# The exercise
Return each line of the records below that contains the word "white". Case counts.
(begin)
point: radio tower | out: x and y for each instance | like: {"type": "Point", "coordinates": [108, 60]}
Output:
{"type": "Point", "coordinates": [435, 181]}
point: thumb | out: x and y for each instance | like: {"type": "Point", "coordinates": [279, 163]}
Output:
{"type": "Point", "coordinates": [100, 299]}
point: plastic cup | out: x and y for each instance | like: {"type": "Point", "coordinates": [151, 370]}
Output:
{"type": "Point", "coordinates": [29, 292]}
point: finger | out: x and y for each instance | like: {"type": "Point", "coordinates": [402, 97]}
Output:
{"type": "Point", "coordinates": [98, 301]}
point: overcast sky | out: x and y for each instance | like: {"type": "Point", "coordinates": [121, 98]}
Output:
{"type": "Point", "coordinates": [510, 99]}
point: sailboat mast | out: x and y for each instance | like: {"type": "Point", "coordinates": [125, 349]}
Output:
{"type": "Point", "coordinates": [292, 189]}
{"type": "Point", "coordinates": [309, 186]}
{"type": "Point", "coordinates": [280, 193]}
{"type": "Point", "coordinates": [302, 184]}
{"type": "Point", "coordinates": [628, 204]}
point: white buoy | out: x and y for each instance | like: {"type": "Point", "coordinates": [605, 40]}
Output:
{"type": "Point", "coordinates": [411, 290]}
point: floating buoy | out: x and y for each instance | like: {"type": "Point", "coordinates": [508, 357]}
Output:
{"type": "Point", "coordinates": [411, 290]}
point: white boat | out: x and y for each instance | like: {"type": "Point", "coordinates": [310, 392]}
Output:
(end)
(begin)
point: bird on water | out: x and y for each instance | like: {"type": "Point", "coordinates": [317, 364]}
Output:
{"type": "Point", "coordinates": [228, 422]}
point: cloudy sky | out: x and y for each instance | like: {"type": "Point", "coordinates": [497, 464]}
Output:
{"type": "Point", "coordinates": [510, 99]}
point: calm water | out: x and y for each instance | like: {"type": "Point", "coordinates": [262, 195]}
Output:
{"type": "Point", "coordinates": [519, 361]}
(end)
# Result
point: white buoy | out: x and y for each instance | like: {"type": "Point", "coordinates": [605, 40]}
point: white boat | out: x and y for each instance | like: {"type": "Point", "coordinates": [310, 392]}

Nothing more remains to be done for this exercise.